▸ WORK INSTRUCTIONS
Count the lines in the data below that contain the string "reflection", matching case exactly, and give only the number.

▸ EXERCISE MATERIALS
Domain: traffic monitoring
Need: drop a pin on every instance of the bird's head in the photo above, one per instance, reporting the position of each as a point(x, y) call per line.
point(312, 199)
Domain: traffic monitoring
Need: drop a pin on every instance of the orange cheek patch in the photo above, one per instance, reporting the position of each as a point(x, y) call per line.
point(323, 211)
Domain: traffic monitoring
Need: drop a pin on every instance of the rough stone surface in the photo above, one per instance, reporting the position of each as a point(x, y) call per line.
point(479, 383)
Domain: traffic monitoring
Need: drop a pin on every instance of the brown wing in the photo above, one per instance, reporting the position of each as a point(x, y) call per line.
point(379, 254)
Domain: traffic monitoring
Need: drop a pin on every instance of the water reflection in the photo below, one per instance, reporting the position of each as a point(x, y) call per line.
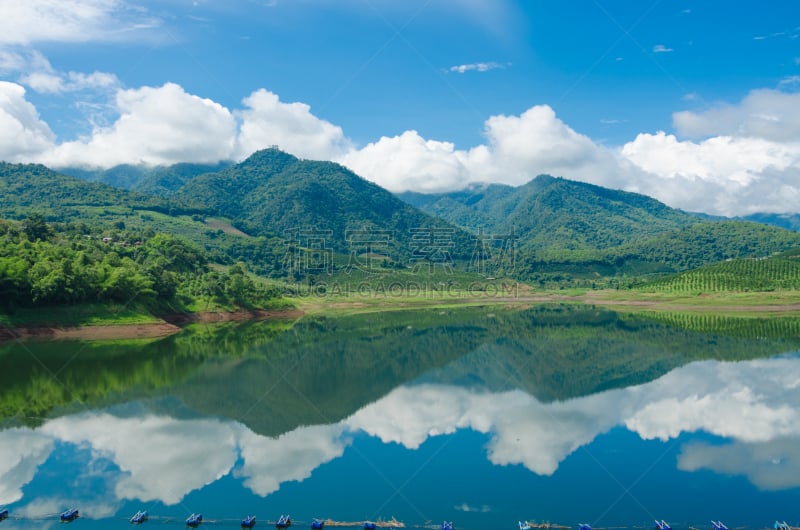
point(752, 408)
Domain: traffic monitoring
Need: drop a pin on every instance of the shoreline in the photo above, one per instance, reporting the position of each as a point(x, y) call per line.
point(173, 323)
point(168, 325)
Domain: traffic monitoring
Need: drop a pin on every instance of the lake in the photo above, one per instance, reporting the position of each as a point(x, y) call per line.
point(484, 416)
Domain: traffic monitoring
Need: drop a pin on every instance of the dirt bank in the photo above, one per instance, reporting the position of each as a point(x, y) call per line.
point(172, 324)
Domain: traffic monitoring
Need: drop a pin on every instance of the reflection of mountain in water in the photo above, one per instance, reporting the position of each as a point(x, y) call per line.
point(275, 376)
point(324, 369)
point(754, 406)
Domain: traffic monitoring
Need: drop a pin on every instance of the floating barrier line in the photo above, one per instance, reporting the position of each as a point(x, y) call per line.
point(391, 523)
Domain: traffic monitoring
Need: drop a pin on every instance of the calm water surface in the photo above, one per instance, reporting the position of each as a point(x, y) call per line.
point(483, 416)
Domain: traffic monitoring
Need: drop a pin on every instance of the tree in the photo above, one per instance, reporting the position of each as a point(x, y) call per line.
point(36, 228)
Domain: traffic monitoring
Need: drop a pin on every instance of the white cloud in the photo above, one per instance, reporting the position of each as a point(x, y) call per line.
point(409, 162)
point(476, 67)
point(184, 455)
point(738, 158)
point(42, 77)
point(518, 149)
point(267, 121)
point(70, 21)
point(269, 462)
point(768, 114)
point(11, 61)
point(157, 125)
point(23, 135)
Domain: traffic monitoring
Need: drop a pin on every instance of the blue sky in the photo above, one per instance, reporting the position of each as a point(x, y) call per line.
point(694, 102)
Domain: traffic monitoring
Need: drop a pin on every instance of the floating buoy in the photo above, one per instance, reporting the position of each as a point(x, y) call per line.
point(718, 525)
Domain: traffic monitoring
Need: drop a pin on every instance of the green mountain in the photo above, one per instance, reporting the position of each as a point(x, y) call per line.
point(153, 180)
point(573, 231)
point(782, 220)
point(555, 213)
point(322, 369)
point(274, 192)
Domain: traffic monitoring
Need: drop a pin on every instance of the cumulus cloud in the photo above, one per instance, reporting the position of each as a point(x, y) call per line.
point(267, 121)
point(184, 455)
point(754, 405)
point(731, 159)
point(70, 21)
point(23, 135)
point(409, 162)
point(23, 452)
point(157, 125)
point(42, 77)
point(476, 67)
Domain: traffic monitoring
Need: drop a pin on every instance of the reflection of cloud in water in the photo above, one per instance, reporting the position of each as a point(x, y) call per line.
point(23, 452)
point(772, 465)
point(755, 403)
point(183, 455)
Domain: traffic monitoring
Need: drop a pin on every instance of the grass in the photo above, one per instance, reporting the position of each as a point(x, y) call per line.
point(80, 315)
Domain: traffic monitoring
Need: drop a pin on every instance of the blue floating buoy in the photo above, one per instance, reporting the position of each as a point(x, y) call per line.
point(69, 515)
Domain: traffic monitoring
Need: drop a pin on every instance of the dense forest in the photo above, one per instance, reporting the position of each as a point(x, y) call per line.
point(74, 263)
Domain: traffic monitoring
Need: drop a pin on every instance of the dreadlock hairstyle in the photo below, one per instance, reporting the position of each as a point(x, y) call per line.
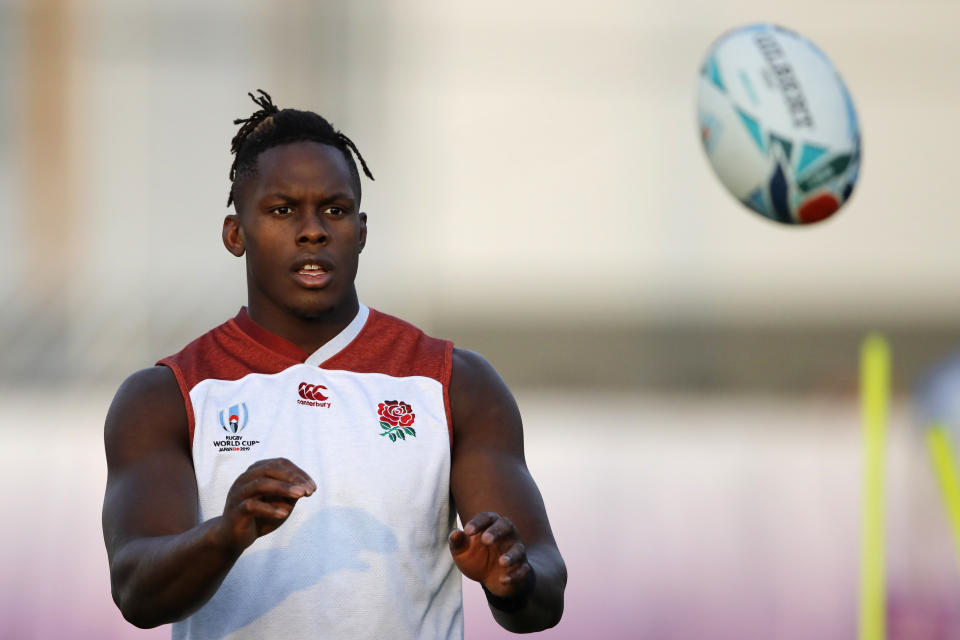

▸ COMPLETED EXERCISE
3